[Data shown start]

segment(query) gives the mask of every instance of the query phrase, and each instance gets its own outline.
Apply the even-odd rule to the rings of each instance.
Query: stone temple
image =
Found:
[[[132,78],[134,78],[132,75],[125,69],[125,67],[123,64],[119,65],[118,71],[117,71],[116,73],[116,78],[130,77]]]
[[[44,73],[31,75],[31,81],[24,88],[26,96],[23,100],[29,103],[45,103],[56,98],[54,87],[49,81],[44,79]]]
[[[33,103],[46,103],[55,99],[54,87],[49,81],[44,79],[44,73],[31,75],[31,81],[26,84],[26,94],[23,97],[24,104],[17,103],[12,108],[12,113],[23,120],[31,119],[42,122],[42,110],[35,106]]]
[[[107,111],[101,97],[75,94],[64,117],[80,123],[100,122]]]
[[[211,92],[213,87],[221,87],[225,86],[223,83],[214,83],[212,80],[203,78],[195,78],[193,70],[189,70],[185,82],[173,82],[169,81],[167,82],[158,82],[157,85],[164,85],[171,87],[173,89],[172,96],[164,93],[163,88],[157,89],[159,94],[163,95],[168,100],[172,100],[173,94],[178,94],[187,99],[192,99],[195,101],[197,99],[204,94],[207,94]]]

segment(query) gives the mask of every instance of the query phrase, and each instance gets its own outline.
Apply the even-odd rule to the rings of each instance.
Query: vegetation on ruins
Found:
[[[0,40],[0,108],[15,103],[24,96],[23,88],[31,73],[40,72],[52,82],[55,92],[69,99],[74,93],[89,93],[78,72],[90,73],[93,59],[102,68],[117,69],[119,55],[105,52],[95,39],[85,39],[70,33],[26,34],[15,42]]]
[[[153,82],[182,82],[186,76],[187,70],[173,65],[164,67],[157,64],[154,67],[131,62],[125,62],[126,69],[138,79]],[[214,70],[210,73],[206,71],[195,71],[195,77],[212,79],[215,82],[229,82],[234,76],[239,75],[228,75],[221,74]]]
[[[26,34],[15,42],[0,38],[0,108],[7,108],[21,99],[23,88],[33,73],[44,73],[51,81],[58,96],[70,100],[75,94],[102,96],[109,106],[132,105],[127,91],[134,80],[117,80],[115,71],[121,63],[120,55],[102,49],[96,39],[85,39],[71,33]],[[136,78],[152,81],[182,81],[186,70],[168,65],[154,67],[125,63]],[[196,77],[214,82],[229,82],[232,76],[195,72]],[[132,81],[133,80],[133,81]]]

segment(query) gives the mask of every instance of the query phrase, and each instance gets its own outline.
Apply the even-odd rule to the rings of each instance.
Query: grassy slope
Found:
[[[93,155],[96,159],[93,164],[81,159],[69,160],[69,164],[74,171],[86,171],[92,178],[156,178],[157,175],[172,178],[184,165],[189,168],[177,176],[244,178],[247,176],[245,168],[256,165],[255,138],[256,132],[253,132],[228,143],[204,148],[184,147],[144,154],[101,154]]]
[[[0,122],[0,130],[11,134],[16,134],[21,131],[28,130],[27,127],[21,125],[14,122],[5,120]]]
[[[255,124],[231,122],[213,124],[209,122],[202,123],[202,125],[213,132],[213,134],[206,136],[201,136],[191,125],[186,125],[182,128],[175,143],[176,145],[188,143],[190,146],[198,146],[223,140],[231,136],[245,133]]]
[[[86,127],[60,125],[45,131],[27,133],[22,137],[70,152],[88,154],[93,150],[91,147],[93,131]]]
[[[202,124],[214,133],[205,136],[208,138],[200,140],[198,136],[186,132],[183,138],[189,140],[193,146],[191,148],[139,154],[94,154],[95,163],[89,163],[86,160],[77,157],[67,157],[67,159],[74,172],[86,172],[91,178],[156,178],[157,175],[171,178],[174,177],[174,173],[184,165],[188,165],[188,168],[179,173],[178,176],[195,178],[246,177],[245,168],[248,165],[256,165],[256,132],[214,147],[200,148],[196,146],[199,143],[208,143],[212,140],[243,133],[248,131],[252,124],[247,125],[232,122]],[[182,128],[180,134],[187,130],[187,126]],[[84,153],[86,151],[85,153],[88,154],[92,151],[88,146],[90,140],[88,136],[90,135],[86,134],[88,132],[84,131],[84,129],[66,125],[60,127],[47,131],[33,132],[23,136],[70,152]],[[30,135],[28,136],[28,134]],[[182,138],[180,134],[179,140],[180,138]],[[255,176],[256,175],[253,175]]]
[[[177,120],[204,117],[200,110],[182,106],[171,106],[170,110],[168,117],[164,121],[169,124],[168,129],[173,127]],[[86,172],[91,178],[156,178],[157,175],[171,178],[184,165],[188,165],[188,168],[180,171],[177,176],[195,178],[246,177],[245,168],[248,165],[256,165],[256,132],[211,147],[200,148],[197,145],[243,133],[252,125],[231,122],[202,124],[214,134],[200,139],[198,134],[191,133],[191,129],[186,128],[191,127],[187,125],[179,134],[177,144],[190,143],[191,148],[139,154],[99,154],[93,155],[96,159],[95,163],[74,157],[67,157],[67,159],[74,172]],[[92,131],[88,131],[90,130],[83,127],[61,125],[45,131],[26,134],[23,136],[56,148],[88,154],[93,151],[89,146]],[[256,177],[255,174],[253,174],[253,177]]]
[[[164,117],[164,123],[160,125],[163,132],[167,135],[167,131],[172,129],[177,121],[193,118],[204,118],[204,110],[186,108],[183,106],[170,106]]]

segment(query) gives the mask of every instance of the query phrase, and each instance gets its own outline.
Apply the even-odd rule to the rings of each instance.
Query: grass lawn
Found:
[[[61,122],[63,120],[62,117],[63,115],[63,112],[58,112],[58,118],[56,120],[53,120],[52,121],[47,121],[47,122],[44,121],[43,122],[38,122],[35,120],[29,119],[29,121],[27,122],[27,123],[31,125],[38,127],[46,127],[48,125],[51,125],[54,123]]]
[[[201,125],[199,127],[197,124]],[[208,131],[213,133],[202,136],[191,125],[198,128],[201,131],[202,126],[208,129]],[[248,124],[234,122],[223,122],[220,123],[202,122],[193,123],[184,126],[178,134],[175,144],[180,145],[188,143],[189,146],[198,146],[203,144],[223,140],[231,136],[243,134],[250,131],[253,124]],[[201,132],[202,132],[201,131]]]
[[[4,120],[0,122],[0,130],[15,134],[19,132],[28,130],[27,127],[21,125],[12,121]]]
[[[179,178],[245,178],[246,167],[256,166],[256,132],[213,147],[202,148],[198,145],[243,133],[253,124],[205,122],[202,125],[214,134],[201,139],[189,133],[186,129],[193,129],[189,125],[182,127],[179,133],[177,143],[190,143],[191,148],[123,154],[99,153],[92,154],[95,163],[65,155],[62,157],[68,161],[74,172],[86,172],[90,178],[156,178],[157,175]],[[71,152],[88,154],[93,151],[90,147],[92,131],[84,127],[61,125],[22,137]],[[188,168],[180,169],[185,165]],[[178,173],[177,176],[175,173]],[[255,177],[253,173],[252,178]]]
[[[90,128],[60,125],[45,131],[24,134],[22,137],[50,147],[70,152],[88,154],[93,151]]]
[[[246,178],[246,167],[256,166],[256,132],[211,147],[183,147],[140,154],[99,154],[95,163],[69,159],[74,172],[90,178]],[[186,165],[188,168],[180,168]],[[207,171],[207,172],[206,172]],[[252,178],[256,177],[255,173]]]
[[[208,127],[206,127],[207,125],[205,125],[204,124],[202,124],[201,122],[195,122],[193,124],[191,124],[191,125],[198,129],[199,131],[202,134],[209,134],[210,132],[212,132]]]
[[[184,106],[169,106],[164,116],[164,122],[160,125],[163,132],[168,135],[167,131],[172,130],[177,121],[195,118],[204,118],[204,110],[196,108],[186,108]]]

[Data shown end]

_Your goal:_ Copy out every item above word for word and number for number, leaving nothing out.

_Problem solution:_
segment(query) gives the mask of every instance of the query phrase, and each instance gets its own outline.
Apply the even-odd rule to the rings of each instance.
Query: stone temple
image =
Found:
[[[132,78],[134,78],[132,75],[125,69],[125,67],[123,64],[119,65],[118,71],[117,71],[116,73],[116,78],[130,77]]]
[[[44,73],[31,75],[31,81],[24,88],[26,96],[23,100],[29,103],[45,103],[56,98],[54,87],[49,81],[44,79]]]
[[[33,103],[46,103],[55,99],[54,87],[49,81],[44,79],[44,73],[31,75],[31,81],[26,84],[26,94],[23,97],[24,104],[17,103],[12,108],[12,113],[23,120],[31,119],[42,122],[42,110],[35,106]]]
[[[107,111],[101,97],[75,94],[64,117],[80,123],[100,122]]]
[[[211,92],[213,87],[221,87],[225,86],[223,83],[214,83],[212,80],[203,78],[195,78],[193,70],[189,70],[185,82],[173,82],[169,81],[167,82],[158,82],[157,85],[164,85],[171,87],[173,89],[172,96],[164,93],[163,88],[157,89],[159,94],[163,95],[168,100],[172,100],[173,94],[178,94],[187,99],[192,99],[195,101],[197,99],[204,94],[207,94]]]

segment(query) gives the mask of every instance of the query phrase, and each instance gets its own outline.
Apply the even-odd rule to the rings of each instance.
Query: vegetation on ruins
Found:
[[[0,40],[0,108],[15,103],[24,96],[23,88],[31,73],[40,72],[52,82],[55,92],[69,99],[74,93],[89,93],[78,72],[90,73],[93,59],[102,68],[117,69],[119,55],[105,52],[95,39],[85,39],[70,33],[26,34],[15,42]]]
[[[153,82],[182,82],[186,76],[187,70],[173,65],[164,67],[157,64],[154,67],[131,62],[125,62],[126,69],[138,79]],[[214,70],[210,73],[206,71],[195,71],[195,77],[212,79],[215,82],[229,82],[234,76],[239,75],[228,75],[221,74]]]
[[[26,34],[15,42],[0,38],[0,108],[7,108],[21,99],[23,88],[33,73],[44,73],[51,81],[58,96],[70,100],[75,94],[102,96],[109,106],[132,105],[127,91],[134,80],[117,80],[115,71],[121,63],[120,55],[102,49],[96,39],[85,39],[71,33]],[[136,78],[152,81],[182,81],[186,70],[168,65],[154,67],[125,63]],[[196,77],[214,82],[229,82],[232,76],[195,72]],[[132,81],[133,80],[133,81]]]

segment(query) gives the mask of every instance of the query phrase, and each instance gets its own outline.
Apply the even-odd rule to the rings of each instance.
Query: grassy slope
Found:
[[[93,155],[96,159],[93,164],[81,159],[69,160],[69,164],[74,171],[86,171],[92,178],[156,178],[157,175],[172,178],[184,165],[189,168],[177,176],[244,178],[247,176],[245,168],[256,165],[255,138],[256,132],[253,132],[228,143],[204,148],[184,147],[144,154],[101,154]]]
[[[0,122],[0,130],[11,134],[16,134],[21,131],[28,130],[27,127],[21,125],[14,122],[5,120]]]
[[[255,124],[231,122],[213,124],[209,122],[202,123],[202,125],[213,132],[213,134],[206,136],[201,136],[191,125],[186,125],[182,128],[175,143],[176,145],[188,143],[190,146],[198,146],[223,140],[231,136],[245,133]]]
[[[86,127],[60,125],[45,131],[27,133],[22,137],[70,152],[88,154],[93,150],[91,147],[93,131]]]
[[[202,124],[214,133],[205,136],[208,138],[200,140],[198,136],[186,132],[183,138],[189,140],[193,146],[191,148],[139,154],[94,154],[95,163],[89,163],[86,160],[77,157],[67,157],[67,159],[74,172],[86,172],[91,178],[156,178],[157,175],[171,178],[174,177],[174,173],[184,165],[188,165],[188,168],[179,173],[178,176],[195,178],[246,177],[245,168],[248,165],[256,165],[256,132],[214,147],[200,148],[196,146],[199,143],[208,143],[212,140],[243,133],[248,131],[252,124],[247,125],[232,122]],[[182,128],[180,134],[187,130],[187,126]],[[84,153],[86,151],[85,153],[88,154],[92,151],[88,146],[90,140],[88,136],[90,135],[86,134],[88,132],[84,131],[84,129],[66,125],[60,127],[47,131],[33,132],[23,136],[70,152]],[[30,135],[28,136],[28,134]],[[182,138],[180,134],[179,140],[180,138]],[[255,176],[256,175],[253,175]]]
[[[177,120],[204,117],[200,110],[182,106],[171,106],[170,110],[168,117],[164,121],[169,124],[168,129],[173,127]],[[86,172],[91,178],[156,178],[157,175],[171,178],[184,165],[188,165],[188,168],[180,171],[177,176],[195,178],[246,177],[245,168],[248,165],[256,165],[256,132],[211,147],[200,148],[197,145],[243,133],[252,125],[231,122],[202,124],[214,134],[200,139],[198,134],[191,133],[191,129],[186,128],[191,127],[187,125],[179,134],[177,144],[190,143],[191,148],[139,154],[99,154],[93,155],[96,159],[95,163],[74,157],[67,157],[67,159],[74,172]],[[92,131],[88,131],[90,130],[83,127],[61,125],[45,131],[26,134],[23,136],[56,148],[88,154],[93,151],[89,146]],[[256,177],[255,174],[253,174],[253,177]]]
[[[164,117],[164,123],[160,125],[163,132],[167,135],[167,131],[172,129],[177,121],[193,118],[204,118],[204,110],[186,108],[183,106],[170,106]]]

segment(query) gives the mask of every instance of the query phrase, and each instance gets its own outline.
Apply the even-odd rule to the rings of each instance.
Query: grass lawn
Found:
[[[61,122],[63,120],[62,117],[63,115],[63,112],[58,112],[58,118],[56,120],[53,120],[52,121],[47,121],[47,122],[44,121],[43,122],[38,122],[35,120],[29,119],[29,121],[27,122],[27,123],[31,125],[38,127],[46,127],[48,125],[51,125],[54,123]]]
[[[201,125],[199,127],[197,124]],[[208,131],[213,133],[202,136],[191,125],[198,128],[201,131],[202,126],[208,129]],[[248,124],[234,122],[223,122],[220,123],[202,122],[193,123],[184,126],[178,134],[175,144],[180,145],[188,143],[189,146],[198,146],[203,144],[223,140],[231,136],[243,134],[250,131],[253,124]],[[201,132],[202,132],[201,131]]]
[[[4,120],[0,122],[0,130],[15,134],[19,132],[28,130],[27,127],[21,125],[12,121]]]
[[[179,178],[245,178],[246,167],[256,166],[256,132],[213,147],[202,148],[198,145],[243,133],[253,124],[205,122],[202,125],[214,134],[201,139],[189,133],[186,129],[193,129],[189,125],[182,127],[179,133],[177,143],[190,143],[191,148],[123,154],[99,153],[92,154],[95,163],[65,155],[62,157],[68,161],[74,172],[86,172],[90,178],[156,178],[157,175]],[[71,152],[88,154],[93,151],[90,147],[92,131],[84,127],[61,125],[22,137]],[[188,168],[180,169],[185,165]],[[178,173],[177,176],[175,173]],[[255,177],[253,173],[252,178]]]
[[[90,128],[60,125],[45,131],[24,134],[22,137],[50,147],[70,152],[88,154],[93,151]]]
[[[246,178],[246,167],[256,166],[256,132],[211,147],[183,147],[140,154],[99,154],[95,163],[69,159],[74,172],[90,178]],[[186,165],[188,168],[180,168]],[[207,171],[207,172],[206,172]],[[252,178],[256,177],[255,173]]]
[[[208,127],[206,127],[207,125],[205,125],[204,124],[202,124],[201,122],[195,122],[193,124],[191,124],[191,125],[198,129],[199,131],[202,134],[209,134],[210,132],[212,132]]]
[[[184,106],[169,106],[164,116],[164,122],[160,125],[163,132],[168,135],[167,131],[172,130],[177,121],[195,118],[204,118],[204,110],[196,108],[186,108]]]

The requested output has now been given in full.